Given problem.
Count the lines below that contain the word "masonry" and reply with only that number.

Listed entries.
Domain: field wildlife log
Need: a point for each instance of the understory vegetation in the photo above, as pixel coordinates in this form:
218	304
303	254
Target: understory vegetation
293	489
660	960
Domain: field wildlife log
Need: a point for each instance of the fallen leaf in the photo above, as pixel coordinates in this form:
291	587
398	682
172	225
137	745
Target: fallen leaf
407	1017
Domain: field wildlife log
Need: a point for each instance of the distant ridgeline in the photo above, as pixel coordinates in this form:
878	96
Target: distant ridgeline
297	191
--
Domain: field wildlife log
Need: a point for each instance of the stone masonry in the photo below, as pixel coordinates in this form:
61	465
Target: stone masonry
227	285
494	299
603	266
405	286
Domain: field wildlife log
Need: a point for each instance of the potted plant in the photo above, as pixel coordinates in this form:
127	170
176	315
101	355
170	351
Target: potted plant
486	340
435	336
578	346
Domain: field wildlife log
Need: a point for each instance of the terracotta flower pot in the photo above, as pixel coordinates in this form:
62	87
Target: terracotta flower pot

The solution.
2